# Handschuh Modus



## Robertop (2. Okt 2022)

Hallo zusammen, 

Mein neues Smartphone hat einen Handschuh Modus, und ich würde mir gerne eine kleine App oder ein Widget schreiben, mit dem ich den Modus an und ausschalten kann, ohne jedes Mal in das Einstellungsmenü zu müssen. 

Bei Google konnte ich aber nichts finden, die das möglich ist. Oder vielleicht suche ich nach den falschen Begriffen. 

Kann mir einer von euch sagen, wie ich solche Einstellungen über eine App steuern kann? 

Grüße 

Robert


----------



## Jw456 (2. Okt 2022)

Wenn du die obere Zeile herunterziehst (manchmal zweimal) solltest du doch ein Icon für den Modus haben.
So wie zB. die Tachenlampe da auch eines hat.


----------



## Robertop (2. Okt 2022)

So einen Punkt hat mein Handy leider nicht.


----------



## Jw456 (3. Okt 2022)

Tipp stelle doch mal die Frage in einem Android Forum. Am besten unter einer Rubrik deines Handys zB. Samsung XXX.

────────

FOLGENDES BEARBEITEN:
a) Prüfe, ob diese Aussagen zum Thread über den Handschuh-Modus passen: (i) Robertop will den Modus schalten können, ohne jedes Mal ins Einstellungsmenü zu gehen. (ii) Robertops Handy zeigt beim Herunterziehen der oberen Zeile ein Icon für den Modus. (iii) Jw456 empfiehlt, die Frage in einem Android-Forum zu stellen. Beantworte jede mit Ja oder Nein und zitiere die entscheidenden Worte aus dem Thread.
b) Greif den Thread über den Handschuh-Modus nach seinem letzten Beitrag auf und schreib ihn weiter.

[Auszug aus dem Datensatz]
────────

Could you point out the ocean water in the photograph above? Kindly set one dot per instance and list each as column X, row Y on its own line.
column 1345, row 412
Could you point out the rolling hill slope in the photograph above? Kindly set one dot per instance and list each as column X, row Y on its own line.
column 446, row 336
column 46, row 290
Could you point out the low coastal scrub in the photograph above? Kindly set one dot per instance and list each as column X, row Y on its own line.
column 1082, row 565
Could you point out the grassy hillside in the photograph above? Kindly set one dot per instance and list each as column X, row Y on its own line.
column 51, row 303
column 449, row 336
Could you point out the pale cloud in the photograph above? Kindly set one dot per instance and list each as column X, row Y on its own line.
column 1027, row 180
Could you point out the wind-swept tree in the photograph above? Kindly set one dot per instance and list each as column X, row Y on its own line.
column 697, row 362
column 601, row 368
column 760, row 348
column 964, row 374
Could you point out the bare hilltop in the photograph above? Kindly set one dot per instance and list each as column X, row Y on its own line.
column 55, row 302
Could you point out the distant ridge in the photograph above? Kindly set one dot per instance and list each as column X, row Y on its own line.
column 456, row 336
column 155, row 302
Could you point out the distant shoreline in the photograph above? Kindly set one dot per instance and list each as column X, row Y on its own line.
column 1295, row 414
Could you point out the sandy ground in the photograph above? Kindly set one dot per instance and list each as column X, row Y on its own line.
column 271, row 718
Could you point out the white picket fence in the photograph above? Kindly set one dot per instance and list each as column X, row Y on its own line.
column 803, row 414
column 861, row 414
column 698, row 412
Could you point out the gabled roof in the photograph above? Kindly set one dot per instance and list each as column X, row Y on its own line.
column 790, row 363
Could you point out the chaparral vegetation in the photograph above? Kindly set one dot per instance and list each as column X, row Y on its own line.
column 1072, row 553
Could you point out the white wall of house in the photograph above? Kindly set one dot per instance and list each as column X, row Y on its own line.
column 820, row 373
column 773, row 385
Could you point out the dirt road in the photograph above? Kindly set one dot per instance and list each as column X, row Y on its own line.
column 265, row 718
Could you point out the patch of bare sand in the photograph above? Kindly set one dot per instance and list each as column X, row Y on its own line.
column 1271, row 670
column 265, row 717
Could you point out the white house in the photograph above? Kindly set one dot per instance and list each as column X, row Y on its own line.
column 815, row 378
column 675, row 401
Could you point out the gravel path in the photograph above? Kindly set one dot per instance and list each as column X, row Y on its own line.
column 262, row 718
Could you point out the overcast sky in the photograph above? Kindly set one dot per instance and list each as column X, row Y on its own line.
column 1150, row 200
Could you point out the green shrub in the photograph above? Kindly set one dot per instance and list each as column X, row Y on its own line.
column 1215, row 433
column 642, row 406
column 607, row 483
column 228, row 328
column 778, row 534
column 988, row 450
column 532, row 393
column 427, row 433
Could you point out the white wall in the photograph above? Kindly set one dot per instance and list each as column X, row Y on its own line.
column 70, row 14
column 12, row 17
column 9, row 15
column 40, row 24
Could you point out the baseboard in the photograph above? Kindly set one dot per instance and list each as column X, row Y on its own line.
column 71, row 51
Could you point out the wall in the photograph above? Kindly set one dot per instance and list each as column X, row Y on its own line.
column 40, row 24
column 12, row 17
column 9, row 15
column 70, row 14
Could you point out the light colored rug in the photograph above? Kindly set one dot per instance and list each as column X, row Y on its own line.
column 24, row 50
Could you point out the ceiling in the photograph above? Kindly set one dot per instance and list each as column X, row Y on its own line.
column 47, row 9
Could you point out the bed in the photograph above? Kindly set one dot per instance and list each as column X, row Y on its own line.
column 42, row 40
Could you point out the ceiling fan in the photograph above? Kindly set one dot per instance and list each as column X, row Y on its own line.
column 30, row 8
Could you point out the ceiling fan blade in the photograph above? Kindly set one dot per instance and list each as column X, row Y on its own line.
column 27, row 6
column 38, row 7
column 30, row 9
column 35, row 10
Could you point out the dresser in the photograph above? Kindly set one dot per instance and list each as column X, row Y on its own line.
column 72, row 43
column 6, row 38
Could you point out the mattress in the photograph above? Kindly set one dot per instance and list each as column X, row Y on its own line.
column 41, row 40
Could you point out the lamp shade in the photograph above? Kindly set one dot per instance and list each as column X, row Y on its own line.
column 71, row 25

────────

LÖSUNGEN:
a)
(i) Ja: „ohne jedes Mal in das Einstellungsmenü zu müssen“
(ii) Nein: „So einen Punkt hat mein Handy leider nicht.“
(iii) Ja: „Tipp stelle doch mal die Frage in einem Android Forum.“

b)
Da wirst du sicher mehr hilfe bekommen als hier.
Zur Programmierung gibt da auch eine Rubrik.


----------



## Robertop (13. Okt 2022)

Kannst du da ein gutes Android Forum empfehlen?

Ich hatte noch ein wenig recherchiert und Frage mich grade, ob man da irgendwie direkt die Configurations von Android ändern kann, sehr viel weiter bin ich da aber auch nicht gekommen. Ich vermute auch, dass man für sowas ein gerootetes Handy braucht oder so.


----------



## Jw456 (13. Okt 2022)

Ich möchte keine werbung machen.
Dann gebe doch mal Android Hilfe oder Forum ein bei Google. 
Auch mit Next  Pit kommt einiges.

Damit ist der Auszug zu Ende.